(Dataset items)
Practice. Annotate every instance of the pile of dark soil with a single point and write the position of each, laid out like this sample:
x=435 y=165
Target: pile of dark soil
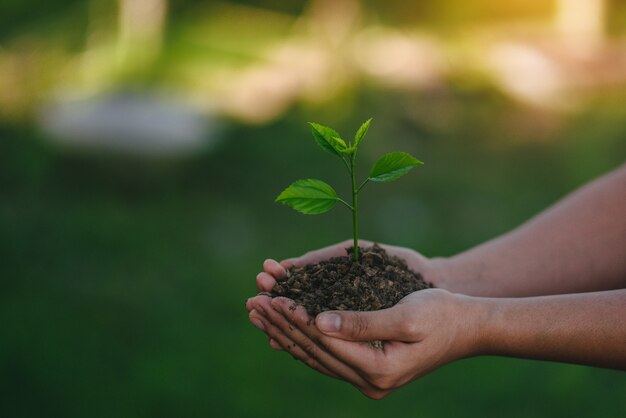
x=377 y=281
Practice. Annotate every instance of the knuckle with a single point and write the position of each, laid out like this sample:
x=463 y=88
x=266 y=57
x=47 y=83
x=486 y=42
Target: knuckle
x=360 y=326
x=383 y=383
x=374 y=394
x=308 y=347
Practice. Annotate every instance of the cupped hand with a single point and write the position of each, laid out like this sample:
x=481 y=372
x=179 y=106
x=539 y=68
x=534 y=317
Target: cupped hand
x=341 y=353
x=424 y=331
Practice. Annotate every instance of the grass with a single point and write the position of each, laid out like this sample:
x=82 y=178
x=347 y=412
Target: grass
x=123 y=280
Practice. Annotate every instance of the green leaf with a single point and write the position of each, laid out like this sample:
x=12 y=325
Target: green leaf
x=393 y=166
x=309 y=196
x=360 y=134
x=328 y=139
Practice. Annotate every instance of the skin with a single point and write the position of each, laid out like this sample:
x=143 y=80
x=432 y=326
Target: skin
x=552 y=289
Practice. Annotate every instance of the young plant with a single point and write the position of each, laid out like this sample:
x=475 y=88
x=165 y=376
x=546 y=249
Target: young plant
x=312 y=197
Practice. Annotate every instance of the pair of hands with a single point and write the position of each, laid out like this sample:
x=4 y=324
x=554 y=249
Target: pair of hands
x=424 y=331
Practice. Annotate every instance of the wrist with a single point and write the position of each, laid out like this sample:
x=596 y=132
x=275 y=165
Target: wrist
x=474 y=323
x=439 y=273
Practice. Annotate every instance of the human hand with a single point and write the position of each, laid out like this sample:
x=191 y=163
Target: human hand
x=424 y=331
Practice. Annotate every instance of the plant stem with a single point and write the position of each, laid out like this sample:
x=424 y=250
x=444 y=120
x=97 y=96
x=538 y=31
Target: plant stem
x=355 y=207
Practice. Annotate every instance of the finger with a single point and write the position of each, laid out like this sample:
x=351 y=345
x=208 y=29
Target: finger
x=358 y=356
x=265 y=282
x=385 y=324
x=262 y=323
x=280 y=320
x=256 y=301
x=273 y=268
x=274 y=344
x=286 y=344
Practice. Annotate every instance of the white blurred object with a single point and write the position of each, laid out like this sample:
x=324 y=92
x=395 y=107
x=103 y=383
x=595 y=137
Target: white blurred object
x=135 y=123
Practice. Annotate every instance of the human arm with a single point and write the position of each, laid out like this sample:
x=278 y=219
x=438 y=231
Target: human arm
x=433 y=327
x=578 y=245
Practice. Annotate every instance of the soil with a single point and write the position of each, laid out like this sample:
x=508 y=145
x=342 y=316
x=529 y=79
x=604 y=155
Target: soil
x=377 y=281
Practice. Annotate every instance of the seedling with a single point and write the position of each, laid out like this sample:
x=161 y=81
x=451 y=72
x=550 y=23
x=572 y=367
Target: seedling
x=312 y=196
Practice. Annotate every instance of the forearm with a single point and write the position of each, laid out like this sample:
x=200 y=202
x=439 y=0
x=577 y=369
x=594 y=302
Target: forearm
x=578 y=245
x=587 y=329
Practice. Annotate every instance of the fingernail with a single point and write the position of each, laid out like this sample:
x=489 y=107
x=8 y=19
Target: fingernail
x=257 y=324
x=328 y=322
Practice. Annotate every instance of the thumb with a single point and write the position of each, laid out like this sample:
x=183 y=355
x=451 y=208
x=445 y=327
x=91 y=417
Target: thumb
x=361 y=326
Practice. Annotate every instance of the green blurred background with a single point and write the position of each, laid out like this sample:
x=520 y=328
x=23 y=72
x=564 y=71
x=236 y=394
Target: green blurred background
x=142 y=143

Prompt
Rescale the part of the material that opens with the line containing "Practice. Annotate every instance of the white" and closes with the line containing "x=135 y=123" by writing out all of its lines, requests included. Multiply each answer's x and y coordinates by 0.3 and round to whole numbers with halves rounded up, leaving the requests and their sample coordinates unchanged.

Solved problem
Practice. Annotate every instance of the white blurred object with a single point and write the position of each, laid out like this sample:
x=324 y=92
x=395 y=107
x=103 y=383
x=595 y=137
Target: white blurred object
x=41 y=37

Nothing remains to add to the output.